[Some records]
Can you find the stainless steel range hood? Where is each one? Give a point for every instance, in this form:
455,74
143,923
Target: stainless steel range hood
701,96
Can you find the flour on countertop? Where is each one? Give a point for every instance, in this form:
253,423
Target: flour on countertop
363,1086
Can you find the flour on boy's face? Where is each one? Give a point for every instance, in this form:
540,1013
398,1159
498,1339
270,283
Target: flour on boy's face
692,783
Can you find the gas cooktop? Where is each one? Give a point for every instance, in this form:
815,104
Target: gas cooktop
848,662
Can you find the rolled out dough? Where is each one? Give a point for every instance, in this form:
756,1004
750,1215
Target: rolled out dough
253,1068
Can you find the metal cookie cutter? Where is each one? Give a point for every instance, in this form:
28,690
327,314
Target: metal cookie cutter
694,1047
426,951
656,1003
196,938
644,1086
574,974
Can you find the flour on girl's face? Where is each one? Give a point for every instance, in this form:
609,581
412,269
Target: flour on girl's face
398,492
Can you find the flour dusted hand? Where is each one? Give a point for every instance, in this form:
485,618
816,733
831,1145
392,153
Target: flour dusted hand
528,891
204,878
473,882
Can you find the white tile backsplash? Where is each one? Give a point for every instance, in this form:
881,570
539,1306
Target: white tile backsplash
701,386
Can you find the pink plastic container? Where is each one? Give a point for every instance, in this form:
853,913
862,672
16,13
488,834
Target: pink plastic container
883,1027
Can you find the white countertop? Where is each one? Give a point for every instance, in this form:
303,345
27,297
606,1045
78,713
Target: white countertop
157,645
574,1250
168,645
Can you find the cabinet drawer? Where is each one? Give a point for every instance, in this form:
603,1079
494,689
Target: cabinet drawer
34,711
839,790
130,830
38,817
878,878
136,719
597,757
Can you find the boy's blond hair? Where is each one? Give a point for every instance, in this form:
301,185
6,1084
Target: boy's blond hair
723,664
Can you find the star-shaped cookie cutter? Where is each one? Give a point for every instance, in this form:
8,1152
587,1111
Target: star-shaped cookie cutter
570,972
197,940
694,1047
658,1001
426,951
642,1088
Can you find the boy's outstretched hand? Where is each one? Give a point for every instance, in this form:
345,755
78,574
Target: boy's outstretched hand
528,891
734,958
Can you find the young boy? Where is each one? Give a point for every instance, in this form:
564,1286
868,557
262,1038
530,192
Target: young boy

Set problem:
Copy every one of the records above word for word, changing nothing.

Answer:
Can you find the stainless steel range hood? Where is each one? Give a point for every instance, in this form:
455,74
143,923
Target: stainless steel range hood
701,96
Can you find the flour on countertop? Where is each one? Give a point for every instance, in this form:
253,423
Target: flour on countertop
363,1086
Can you find the flour on boy's face? Where is each one? Give a point for every instance, in this form:
540,1013
398,1159
498,1339
270,283
Target: flour on boy's face
692,783
Can you find the gas cooktop? Where is each one? Give a point for every instance, in this form:
815,104
Target: gas cooktop
848,662
Can you find the rolled out dough? Where is each one? Give a point for every instance, in this form:
756,1004
750,1215
Target: rolled out dough
253,1068
Can you find the metal cookie cutter? Where is each one? Give a point for every instance, in this form:
28,690
327,314
Target: metal cookie cutter
694,1047
426,951
656,1003
196,938
644,1086
574,974
Can you find the flour on girl's face? Where is each one? Give a point for every instance, in this form:
609,581
412,269
Target: flour on girl's face
398,492
Can you find the flour dusted hand? Where is each one? Give a point for every instance, in this form:
485,618
816,733
831,1145
392,153
Target: flour dusted hand
528,891
204,878
473,882
Can you find the white tile backsplash? Where is each one? Give a point for every instance, in this form:
881,570
539,1306
Target: white tile backsplash
701,386
Can you find the pink plastic container? Where is each one? Give a point for every instance, in this form:
853,913
862,672
16,13
488,834
Target: pink plastic container
883,1027
Can you find the white countertop? Where is each one? Give a point for every instance, in this form:
303,345
27,297
606,1045
78,713
Target: white countertop
157,645
574,1250
168,645
Can you find the cabinet drawer? Where is each one? Give a point for every instance, in this form:
603,1079
494,689
Target: cabinet drawer
34,711
839,790
130,830
38,817
878,878
136,719
597,757
Can you find the boy's blond hair? Where is each one? Give a point for every instance, in this form:
301,185
6,1084
Target: boy's blond hair
723,664
Can you find the star-shaped cookie cutter? Where is each one? Give a point for every instance, in this form:
8,1152
587,1111
Target: star-shaped cookie cutter
570,972
197,940
694,1047
658,1001
426,951
642,1088
Can you find the boy's outstretched hand? Where is each one? Give a point for every instance, in this form:
345,755
78,574
Target: boy's outstretched hand
528,891
734,958
Can you find the young boy? Where is each one? Give a point for every instance, in this form:
564,1286
868,557
262,1038
530,192
Target: young boy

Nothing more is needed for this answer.